# The input
+ + + +
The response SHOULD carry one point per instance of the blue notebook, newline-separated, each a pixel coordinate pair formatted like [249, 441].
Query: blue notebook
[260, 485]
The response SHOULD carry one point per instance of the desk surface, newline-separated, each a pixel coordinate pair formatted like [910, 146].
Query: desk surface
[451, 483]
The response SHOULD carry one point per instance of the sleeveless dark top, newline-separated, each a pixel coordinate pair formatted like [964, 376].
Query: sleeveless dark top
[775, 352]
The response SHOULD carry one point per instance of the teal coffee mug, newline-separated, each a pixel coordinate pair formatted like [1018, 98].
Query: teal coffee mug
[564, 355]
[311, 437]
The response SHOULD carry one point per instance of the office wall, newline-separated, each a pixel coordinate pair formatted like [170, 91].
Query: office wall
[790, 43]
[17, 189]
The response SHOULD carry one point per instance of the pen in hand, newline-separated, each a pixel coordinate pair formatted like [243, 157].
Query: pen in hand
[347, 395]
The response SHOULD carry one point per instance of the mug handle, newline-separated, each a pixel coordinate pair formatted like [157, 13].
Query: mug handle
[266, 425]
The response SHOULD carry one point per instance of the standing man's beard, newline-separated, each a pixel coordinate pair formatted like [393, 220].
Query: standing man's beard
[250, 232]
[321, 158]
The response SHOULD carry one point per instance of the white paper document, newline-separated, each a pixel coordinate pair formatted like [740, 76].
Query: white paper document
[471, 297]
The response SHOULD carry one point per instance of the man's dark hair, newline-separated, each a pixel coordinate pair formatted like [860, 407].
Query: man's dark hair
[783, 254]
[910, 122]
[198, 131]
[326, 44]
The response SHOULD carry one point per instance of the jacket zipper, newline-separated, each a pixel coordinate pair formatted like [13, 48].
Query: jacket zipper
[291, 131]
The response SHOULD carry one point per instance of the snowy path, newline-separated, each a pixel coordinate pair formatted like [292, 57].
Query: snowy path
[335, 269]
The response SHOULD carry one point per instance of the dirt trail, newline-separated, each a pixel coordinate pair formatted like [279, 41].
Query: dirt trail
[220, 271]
+ + + +
# Your assignment
Output nothing but the lines from the one with "The response SHOULD carry one point per instance of the dirt" through the last line above, each exactly as it stands.

# Written reply
The response SHOULD carry one point per instance of the dirt trail, newline-separated, each a pixel coordinate pair formatted like [279, 41].
Query: dirt trail
[220, 271]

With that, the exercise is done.